• Consegna:
Trascrivi fedelmente tutte le voci riportate di seguito, riga per riga, senza cambiare nulla.

• Voci di partenza:
#####

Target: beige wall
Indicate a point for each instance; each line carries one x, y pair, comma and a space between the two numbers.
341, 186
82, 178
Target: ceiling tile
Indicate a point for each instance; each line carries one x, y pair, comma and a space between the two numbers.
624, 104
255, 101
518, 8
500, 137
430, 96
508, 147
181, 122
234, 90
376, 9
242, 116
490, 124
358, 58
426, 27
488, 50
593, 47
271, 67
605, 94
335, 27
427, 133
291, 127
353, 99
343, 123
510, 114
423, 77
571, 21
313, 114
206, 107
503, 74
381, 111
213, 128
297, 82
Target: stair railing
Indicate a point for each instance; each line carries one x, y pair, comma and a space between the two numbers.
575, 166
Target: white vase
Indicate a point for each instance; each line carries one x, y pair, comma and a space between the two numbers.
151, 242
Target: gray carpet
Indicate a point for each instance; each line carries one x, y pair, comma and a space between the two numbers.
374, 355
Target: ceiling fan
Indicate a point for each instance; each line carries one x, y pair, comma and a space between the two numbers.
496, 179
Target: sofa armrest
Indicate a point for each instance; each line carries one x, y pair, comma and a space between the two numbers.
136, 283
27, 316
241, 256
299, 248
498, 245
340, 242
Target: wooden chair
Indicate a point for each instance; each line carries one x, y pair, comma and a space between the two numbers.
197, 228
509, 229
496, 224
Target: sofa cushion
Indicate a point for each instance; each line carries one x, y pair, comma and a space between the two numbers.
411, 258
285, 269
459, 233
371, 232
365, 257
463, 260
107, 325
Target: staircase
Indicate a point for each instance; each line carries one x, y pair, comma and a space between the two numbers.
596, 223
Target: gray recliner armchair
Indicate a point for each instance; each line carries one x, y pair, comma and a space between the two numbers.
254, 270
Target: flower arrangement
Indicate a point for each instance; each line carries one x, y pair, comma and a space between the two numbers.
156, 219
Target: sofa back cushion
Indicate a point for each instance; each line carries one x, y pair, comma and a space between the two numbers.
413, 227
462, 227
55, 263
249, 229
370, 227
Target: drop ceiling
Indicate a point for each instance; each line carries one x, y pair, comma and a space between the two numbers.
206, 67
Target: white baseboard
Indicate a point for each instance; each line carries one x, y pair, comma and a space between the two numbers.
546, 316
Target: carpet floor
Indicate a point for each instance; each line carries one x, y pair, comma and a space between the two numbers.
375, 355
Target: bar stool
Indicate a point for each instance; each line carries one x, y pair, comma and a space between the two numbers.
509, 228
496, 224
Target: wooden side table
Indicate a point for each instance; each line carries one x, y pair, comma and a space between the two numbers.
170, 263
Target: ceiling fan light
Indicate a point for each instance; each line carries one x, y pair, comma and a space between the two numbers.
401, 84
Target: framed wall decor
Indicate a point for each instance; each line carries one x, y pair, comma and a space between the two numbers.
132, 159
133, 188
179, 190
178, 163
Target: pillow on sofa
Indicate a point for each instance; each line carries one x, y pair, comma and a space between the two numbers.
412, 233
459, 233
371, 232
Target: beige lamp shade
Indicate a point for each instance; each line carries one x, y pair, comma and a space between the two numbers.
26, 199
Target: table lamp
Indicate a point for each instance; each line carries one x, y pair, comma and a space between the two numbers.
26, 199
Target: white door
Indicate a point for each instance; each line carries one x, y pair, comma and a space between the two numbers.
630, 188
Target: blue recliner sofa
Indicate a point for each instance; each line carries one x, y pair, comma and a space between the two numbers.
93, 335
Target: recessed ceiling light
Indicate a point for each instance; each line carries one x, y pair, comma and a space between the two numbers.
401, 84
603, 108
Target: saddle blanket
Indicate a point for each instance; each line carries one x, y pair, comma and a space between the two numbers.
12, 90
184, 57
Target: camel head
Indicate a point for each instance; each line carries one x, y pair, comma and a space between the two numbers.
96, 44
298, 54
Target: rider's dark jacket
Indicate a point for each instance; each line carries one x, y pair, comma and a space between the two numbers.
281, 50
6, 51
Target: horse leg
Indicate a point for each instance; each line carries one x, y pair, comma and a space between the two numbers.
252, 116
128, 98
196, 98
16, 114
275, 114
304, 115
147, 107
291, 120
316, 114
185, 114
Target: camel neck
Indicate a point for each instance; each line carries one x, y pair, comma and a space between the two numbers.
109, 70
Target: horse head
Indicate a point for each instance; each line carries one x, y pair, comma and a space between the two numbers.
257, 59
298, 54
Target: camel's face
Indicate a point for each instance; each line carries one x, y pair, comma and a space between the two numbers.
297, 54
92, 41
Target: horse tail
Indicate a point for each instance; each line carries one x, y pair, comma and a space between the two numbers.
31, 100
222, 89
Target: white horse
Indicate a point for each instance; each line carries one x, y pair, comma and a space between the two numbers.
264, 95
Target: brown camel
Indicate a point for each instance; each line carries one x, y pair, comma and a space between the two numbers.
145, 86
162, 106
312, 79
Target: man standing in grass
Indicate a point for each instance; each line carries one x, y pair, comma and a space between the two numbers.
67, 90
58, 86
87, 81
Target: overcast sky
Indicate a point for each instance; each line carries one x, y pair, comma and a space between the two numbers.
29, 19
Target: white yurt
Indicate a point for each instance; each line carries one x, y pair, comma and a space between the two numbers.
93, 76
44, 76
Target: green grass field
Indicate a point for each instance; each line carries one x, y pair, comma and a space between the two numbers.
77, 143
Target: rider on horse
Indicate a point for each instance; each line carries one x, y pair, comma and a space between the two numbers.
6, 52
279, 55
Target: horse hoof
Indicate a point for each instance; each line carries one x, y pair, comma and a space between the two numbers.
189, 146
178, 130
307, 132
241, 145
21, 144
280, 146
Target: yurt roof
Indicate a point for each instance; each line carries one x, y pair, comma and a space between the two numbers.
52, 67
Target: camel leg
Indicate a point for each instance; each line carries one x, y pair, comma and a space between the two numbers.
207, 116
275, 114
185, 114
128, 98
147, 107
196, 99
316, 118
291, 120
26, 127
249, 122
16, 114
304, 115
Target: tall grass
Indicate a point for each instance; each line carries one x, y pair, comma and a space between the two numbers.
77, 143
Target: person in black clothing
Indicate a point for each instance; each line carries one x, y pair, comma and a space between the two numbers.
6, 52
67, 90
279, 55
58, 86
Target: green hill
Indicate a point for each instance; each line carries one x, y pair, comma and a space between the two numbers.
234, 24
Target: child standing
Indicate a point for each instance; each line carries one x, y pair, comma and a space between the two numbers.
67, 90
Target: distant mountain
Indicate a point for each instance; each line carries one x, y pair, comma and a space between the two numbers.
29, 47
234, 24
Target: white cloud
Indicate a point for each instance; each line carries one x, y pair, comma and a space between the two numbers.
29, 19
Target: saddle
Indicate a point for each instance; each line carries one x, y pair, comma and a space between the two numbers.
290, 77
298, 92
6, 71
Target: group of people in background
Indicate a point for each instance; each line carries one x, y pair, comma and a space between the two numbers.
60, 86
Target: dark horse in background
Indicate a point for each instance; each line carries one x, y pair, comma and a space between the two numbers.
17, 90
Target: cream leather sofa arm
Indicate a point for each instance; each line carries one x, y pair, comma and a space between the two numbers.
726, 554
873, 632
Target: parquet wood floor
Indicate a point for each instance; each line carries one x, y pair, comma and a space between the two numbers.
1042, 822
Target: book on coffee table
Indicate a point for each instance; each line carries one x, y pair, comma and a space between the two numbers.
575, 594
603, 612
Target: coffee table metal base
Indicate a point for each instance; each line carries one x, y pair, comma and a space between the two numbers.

#####

• Soluzione:
Target: beige wall
Indicate a point for each instance; each line carries one x, y pair, comma and a space between the two numbers.
341, 186
82, 178
Target: ceiling tile
Indicate a point for each instance; each line carries one x, y pair, comma and a space between the two numbers.
624, 104
255, 101
518, 8
500, 137
430, 96
508, 147
181, 122
234, 90
376, 9
242, 116
490, 124
358, 58
426, 27
488, 50
593, 47
271, 67
605, 94
335, 27
427, 133
291, 127
353, 99
343, 123
510, 114
423, 77
571, 21
313, 114
206, 107
503, 74
381, 111
213, 128
297, 82
Target: stair railing
Indicate a point for each instance; each line carries one x, y pair, comma and a space between the two numbers.
575, 166
Target: white vase
Indicate a point for each instance; each line carries one x, y pair, comma and a space between the two numbers.
151, 242
Target: gray carpet
Indicate a point for each instance; each line carries one x, y pair, comma and a space between the two numbers.
374, 355
Target: ceiling fan
Indicate a point for each instance; each line carries one x, y pair, comma and a space between the two numbers.
496, 179
Target: sofa armrest
Indicate a point for each instance; each line carries one x, y pair, comma and a space between the two numbers.
136, 283
27, 316
241, 256
299, 248
498, 245
340, 242
Target: wooden chair
Indicate a point for each instance; each line carries one x, y pair, comma and a space between the two numbers.
197, 228
509, 229
496, 224
Target: sofa cushion
Indicate a point for each instance; each line carries one x, y pair, comma and a space between the two numbers.
411, 258
285, 269
459, 233
371, 232
365, 257
463, 260
107, 325
Target: staircase
Indicate a point for each instance; each line carries one x, y pair, comma and a space between the two numbers.
596, 223
Target: gray recliner armchair
Indicate a point for each instance; each line carries one x, y pair, comma and a space between the two numbers.
254, 270
Target: flower arrangement
Indicate a point for each instance; each line carries one x, y pair, comma and a space between the two numbers.
156, 219
Target: sofa back cushion
Indicate a point for each instance; each line carries one x, y pair, comma and a space between the two numbers.
413, 227
462, 227
55, 263
249, 229
370, 227
Target: drop ceiling
Indicate a point for each instance; each line carries one x, y pair, comma and a space between the two numbers.
206, 67
Target: white baseboard
Indicate a point for each instance; each line carries one x, y pair, comma and a space between the two numbers.
546, 316
Target: carpet floor
Indicate a point for each instance; each line carries one x, y pair, comma and a space between the two numbers.
375, 355
Target: bar stool
Indicate a point for each instance; each line carries one x, y pair, comma and a space between the two numbers.
509, 228
496, 224
Target: wooden side table
Indicate a point for each instance; each line carries one x, y pair, comma and a space between the two numbers.
170, 263
Target: ceiling fan light
Indicate a point for each instance; each line carries one x, y pair, comma and a space between the two numbers.
401, 84
Target: framed wall decor
Indicate a point for each instance; each line carries one x, y pair, comma and a space between the two numbers.
132, 159
133, 188
179, 190
178, 163
Target: pillow on sofa
Indicate a point for each instance; each line carries one x, y pair, comma and a space between the two numbers.
412, 233
459, 233
371, 232
Target: beige lamp shade
Indicate a point for each instance; each line carries one x, y pair, comma and a space between the two numbers.
26, 199
Target: table lamp
Indicate a point for each instance; each line carries one x, y pair, comma and a space between the two numbers.
26, 199
Target: white door
Indicate a point for each instance; each line carries one x, y pair, comma and a space between the two numbers.
630, 188
Target: blue recliner sofa
Indicate a point for each instance; each line carries one x, y pair, comma and a space between the two numbers.
93, 335
Target: recessed ceiling light
Indicate a point for each instance; each line carries one x, y pair, comma and a space between the two numbers.
401, 84
603, 108
Target: saddle blanket
Indicate a point for each instance; each line carries one x, y pair, comma and a space between the two numbers.
12, 90
184, 57
Target: camel head
Indicate a point for each instance; each line carries one x, y pair, comma and a space between the two numbers.
96, 44
298, 54
Target: rider's dark jacket
Indicate a point for each instance; each line carries one x, y pair, comma and a space between the two numbers.
281, 50
6, 51
Target: horse leg
Indicate a point for each instance; each line carries one x, y pair, comma and a space between the two numbers.
252, 116
128, 98
196, 98
16, 114
275, 114
304, 115
147, 107
291, 120
316, 114
185, 114
Target: camel neck
Indicate a point for each instance; each line carries one x, y pair, comma and a space between the two numbers.
109, 70
Target: horse head
Indicate a point for each instance; each line carries one x, y pair, comma and a space between the two numbers.
257, 59
298, 54
Target: camel's face
Indicate a point for each instance; each line carries one x, y pair, comma and a space between the two numbers.
297, 54
92, 41
Target: horse tail
Indicate a point for each instance; each line carries one x, y pair, comma and a space between the two numbers.
31, 100
222, 89
Target: white horse
Indicate a point for each instance; each line carries one x, y pair, comma and a space between the two numbers.
264, 95
Target: brown camel
Indicate a point for each instance; each line carries one x, y pair, comma and a space between the two numbers.
145, 86
162, 106
312, 79
Target: man standing in grass
Indicate a point for each instance; each line carries one x, y pair, comma and a space between the two numbers.
67, 90
58, 86
87, 81
Target: overcast sky
Indicate a point for each instance; each line carries one x, y pair, comma and a space between the two numbers.
29, 19
Target: white yurt
Indicate a point for each instance; each line carries one x, y pair, comma and a space between the two numbers.
93, 76
44, 76
Target: green grass field
Indicate a point for each instance; each line carries one x, y pair, comma and a space between the two numbers.
77, 143
Target: rider on horse
Indicate a point for each instance; each line carries one x, y pair, comma and a space between the two numbers.
6, 52
279, 55
Target: horse hoof
Indicate a point for each instance; each line carries one x, y pair, comma and a space between the two numbers.
189, 146
178, 130
307, 132
241, 145
21, 144
280, 146
Target: yurt roof
Indicate a point for each instance; each line carries one x, y pair, comma and a space between the two numbers.
52, 67
Target: camel leg
Indicate a point for each instance; each line carries one x, y pair, comma and a space between the two numbers.
207, 116
275, 114
185, 114
128, 98
147, 107
196, 99
316, 118
291, 120
26, 127
249, 122
16, 114
304, 115
Target: tall grass
Indicate a point for each instance; each line carries one x, y pair, comma and a space between the two numbers.
77, 143
Target: person in black clothing
Indicate a point for each instance; each line carries one x, y pair, comma and a space between the two numbers.
6, 52
67, 90
279, 55
58, 86
Target: green hill
Indicate a point for each instance; each line carries one x, y pair, comma and a space between the two numbers.
234, 24
Target: child standing
Indicate a point for each instance; each line carries one x, y pair, comma and a space between the two numbers.
67, 90
Target: distant mountain
Indicate a point for each instance; each line carries one x, y pair, comma and a space between the two numbers.
29, 47
234, 24
Target: white cloud
Indicate a point for each instance; each line carries one x, y pair, comma and a space between the two numbers.
29, 19
Target: saddle
Indicate a point for each instance; each line carries one x, y pair, comma and a space between the two numbers.
290, 77
298, 92
6, 71
Target: group of people in background
Indicate a point for each instance; each line carries one x, y pair, comma and a space between the two numbers.
60, 86
Target: dark horse in background
Indicate a point for each instance; each line carries one x, y pair, comma and a space between the two numbers.
17, 90
Target: cream leather sofa arm
Indicate a point for each instance; each line carries one x, y pair, comma and a space between the two numbers.
726, 554
873, 632
Target: parquet wood floor
Indicate a point for each instance; each line carries one x, y pair, comma and a space between the two numbers.
1042, 822
Target: book on coffee table
Indicate a point for each instance; each line carries one x, y pair, comma and a space between the two numbers.
575, 594
603, 612
Target: coffee table metal base
Indicate a point for each instance; each line carries one x, y pair, comma and a space between the two numbers.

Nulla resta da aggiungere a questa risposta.